Your assignment:
Make an exact transcription of the data below.

Entries shown section start

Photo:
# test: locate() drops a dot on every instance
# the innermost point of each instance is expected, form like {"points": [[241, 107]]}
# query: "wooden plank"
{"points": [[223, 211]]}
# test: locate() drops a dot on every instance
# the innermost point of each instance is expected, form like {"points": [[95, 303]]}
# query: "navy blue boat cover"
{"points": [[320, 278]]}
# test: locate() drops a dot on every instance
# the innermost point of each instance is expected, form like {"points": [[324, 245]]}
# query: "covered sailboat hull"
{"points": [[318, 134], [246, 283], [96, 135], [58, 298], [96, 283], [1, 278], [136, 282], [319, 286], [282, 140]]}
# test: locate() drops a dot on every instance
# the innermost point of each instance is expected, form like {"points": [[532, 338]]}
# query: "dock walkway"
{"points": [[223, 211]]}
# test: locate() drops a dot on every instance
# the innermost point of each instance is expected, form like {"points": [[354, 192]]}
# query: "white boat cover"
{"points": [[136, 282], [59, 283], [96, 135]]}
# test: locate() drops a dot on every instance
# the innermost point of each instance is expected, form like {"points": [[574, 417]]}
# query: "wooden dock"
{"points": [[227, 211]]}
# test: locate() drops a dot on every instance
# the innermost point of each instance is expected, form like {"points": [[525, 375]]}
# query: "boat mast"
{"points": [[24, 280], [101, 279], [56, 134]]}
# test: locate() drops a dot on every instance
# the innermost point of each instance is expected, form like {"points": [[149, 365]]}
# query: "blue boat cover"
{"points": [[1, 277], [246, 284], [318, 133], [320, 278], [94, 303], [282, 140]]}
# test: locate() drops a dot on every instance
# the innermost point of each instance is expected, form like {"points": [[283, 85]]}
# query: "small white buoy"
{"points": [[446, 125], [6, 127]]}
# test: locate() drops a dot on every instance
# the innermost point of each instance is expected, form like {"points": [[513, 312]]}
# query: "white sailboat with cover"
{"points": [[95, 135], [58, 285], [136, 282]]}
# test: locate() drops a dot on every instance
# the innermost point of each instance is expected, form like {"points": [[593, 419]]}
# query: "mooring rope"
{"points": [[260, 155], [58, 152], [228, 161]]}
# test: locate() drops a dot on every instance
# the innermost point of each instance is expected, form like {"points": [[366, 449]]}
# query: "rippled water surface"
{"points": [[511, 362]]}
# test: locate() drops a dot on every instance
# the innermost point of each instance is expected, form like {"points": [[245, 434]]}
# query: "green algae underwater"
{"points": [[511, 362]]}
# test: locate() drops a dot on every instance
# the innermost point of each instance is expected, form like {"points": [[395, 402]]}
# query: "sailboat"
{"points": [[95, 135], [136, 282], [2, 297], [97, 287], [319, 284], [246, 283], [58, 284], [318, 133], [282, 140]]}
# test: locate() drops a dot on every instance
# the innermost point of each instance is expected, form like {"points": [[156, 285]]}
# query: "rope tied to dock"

Entries shown section end

Solution to this exercise:
Photo:
# test: locate() drops a dot on every instance
# the innermost point of each instance is expected, form like {"points": [[241, 107]]}
# query: "wooden plank"
{"points": [[223, 211]]}
# test: locate() drops a dot on every instance
# the innermost point of each instance is expected, form like {"points": [[95, 303]]}
# query: "navy blue boat cover"
{"points": [[320, 278]]}
# test: locate() drops a dot on every instance
# the innermost point of each instance is expected, form like {"points": [[324, 245]]}
# query: "covered sailboat hull"
{"points": [[318, 134], [246, 283], [96, 135], [58, 298], [96, 283], [1, 278], [136, 282], [319, 286], [282, 140]]}
# test: locate() drops a dot on every instance
# the innermost point of each instance is expected, form like {"points": [[532, 338]]}
# query: "dock walkway"
{"points": [[223, 211]]}
# test: locate() drops a dot on every instance
# the innermost point of each instance is expected, form like {"points": [[354, 192]]}
# query: "white boat cover"
{"points": [[136, 282], [59, 283], [96, 135]]}
# test: locate() drops a dot on every instance
# the innermost point of each instance is expected, form like {"points": [[574, 417]]}
# query: "wooden dock"
{"points": [[227, 211]]}
# test: locate() drops a dot on every instance
# the innermost point of each instance is expected, form like {"points": [[525, 375]]}
# query: "boat mast"
{"points": [[24, 280], [101, 279], [56, 134]]}
# test: locate() drops a dot on every instance
# the innermost point of each instance is expected, form like {"points": [[149, 365]]}
# query: "blue boat cover"
{"points": [[1, 277], [246, 284], [318, 133], [320, 278], [94, 303], [282, 140]]}
# test: locate() drops a dot on every instance
# the innermost point of each instance is expected, form like {"points": [[283, 85]]}
# query: "small white buoy"
{"points": [[446, 125], [6, 127]]}
# test: locate() drops a dot on every instance
# the innermost point of each instance is expected, form like {"points": [[513, 312]]}
# query: "white sailboat with cover"
{"points": [[95, 135], [58, 285], [136, 282]]}
# test: locate() drops a dot on every instance
# the innermost point of each instance is expected, form like {"points": [[593, 419]]}
# query: "mooring rope"
{"points": [[260, 155], [58, 152], [228, 161]]}
# test: locate() drops a dot on every instance
# the innermost point of each instance is expected, form like {"points": [[366, 449]]}
# query: "rippled water surface"
{"points": [[511, 362]]}
# test: locate() drops a dot on every instance
# the innermost point of each instance is expected, form like {"points": [[245, 434]]}
# query: "green algae underwater"
{"points": [[511, 362]]}
# test: locate() drops a dot on every instance
# the innermost point of each instance is expected, form like {"points": [[395, 402]]}
# query: "sailboat"
{"points": [[95, 135], [136, 282], [2, 297], [97, 287], [319, 284], [246, 283], [58, 284], [318, 133], [282, 140]]}
# test: locate() drops a dot on every instance
# the innermost point of each instance is expected, form like {"points": [[156, 285]]}
# query: "rope tied to dock"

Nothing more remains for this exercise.